### Work instruction
From the dialogue transcript below, extract word for word the section that opens with the words containing "so they all" and closes with "Godzilla was attacking?".

### Text shown
--- --- ---
Well, we're either being
att*cked by Godzilla,

- or it's Bread Day.
- What's Bread Day?

You're just totally
breezing over

the Godzilla thing?

I'm 90% sure
it's not Godzilla,

and 10% sure
Mothra will protect us.

- So what is Bread Day?
- Well, not to be too expository,

but every now and then,

my mom makes this
incredible sourdough bread.

The whole town
goes crazy for it,

so they all line up
at Mom and Dad's house

hoping to pinch a loaf.

- L-Let me rephrase that.
- Don't bother.

What if it was Bread Day
and Godzilla was attacking?

You've met my mom, right?

He'd line up
like everyone else.

♪ You think there's
not a lot goin' on ♪


♪ Look closer, baby
you're so wrong ♪


What's the deal with
Tommy Tool-Time over there?

I'm getting one of those
smart locks installed,

so I can lock and unlock
the door remotely

- with my phone.
- Ha! Did you get sucked in.

Regular old key locks
have worked

for thousands of years.

Why would you waste your
money on a smart lock?

I can think of a few reasons.

[cell phone rings]

[Wanda] You gotta let me in to
Corner Gas. I forgot my keys.


[cell phone rings]

[Wanda] Come let me in.
I lost my keys.


[glove snaps]

I'm a little concerned about
your hotdog consumption.
--- --- ---
### Record extracts
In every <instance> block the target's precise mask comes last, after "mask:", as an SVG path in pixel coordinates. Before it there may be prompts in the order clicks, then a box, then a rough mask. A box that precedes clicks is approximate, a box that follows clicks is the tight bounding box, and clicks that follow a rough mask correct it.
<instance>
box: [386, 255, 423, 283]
--- --- ---
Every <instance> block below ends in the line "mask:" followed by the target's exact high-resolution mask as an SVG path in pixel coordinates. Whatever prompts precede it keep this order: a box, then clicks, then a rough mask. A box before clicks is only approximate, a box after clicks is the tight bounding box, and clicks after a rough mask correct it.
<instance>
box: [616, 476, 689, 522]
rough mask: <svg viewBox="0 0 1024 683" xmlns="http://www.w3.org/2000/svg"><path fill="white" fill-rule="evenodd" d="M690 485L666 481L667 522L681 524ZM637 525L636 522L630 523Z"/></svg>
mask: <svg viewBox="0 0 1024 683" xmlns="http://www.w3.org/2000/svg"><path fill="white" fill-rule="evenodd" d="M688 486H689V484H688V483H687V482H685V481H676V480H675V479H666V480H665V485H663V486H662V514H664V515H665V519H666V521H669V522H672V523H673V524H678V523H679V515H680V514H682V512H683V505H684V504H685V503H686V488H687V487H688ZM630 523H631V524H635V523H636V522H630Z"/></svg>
--- --- ---
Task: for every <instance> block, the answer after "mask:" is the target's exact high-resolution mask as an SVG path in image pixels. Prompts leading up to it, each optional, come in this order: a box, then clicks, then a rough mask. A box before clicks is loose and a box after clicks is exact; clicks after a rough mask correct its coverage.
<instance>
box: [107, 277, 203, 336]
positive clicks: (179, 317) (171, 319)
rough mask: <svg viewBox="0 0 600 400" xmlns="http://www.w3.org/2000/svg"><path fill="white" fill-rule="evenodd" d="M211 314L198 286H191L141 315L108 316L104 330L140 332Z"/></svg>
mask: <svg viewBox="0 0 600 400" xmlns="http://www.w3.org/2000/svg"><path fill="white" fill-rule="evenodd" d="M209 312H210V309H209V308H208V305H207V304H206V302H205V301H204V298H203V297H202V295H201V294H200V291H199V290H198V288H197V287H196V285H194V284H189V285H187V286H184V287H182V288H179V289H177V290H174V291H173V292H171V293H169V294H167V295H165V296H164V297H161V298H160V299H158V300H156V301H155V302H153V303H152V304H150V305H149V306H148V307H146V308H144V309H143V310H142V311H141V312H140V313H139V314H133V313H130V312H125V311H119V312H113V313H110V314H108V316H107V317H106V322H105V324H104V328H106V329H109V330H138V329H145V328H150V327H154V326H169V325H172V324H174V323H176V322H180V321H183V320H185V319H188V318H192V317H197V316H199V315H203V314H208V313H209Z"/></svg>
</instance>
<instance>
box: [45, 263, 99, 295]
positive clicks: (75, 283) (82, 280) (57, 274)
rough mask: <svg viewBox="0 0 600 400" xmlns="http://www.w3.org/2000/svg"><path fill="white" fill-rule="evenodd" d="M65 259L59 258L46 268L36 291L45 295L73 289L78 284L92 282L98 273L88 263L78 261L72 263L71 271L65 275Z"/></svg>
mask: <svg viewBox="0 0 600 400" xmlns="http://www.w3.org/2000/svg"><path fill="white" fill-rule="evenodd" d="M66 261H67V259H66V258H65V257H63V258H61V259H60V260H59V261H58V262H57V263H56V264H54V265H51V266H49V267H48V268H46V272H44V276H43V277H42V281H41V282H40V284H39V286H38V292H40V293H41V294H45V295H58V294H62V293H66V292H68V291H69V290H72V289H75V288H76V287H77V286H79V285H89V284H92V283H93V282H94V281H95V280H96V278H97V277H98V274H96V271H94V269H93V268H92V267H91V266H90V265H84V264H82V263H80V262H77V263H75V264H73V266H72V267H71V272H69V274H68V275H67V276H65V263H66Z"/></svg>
--- --- ---
### Answer box
so they all line up
at Mom and Dad's house

hoping to pinch a loaf.

- L-Let me rephrase that.
- Don't bother.

What if it was Bread Day
and Godzilla was attacking?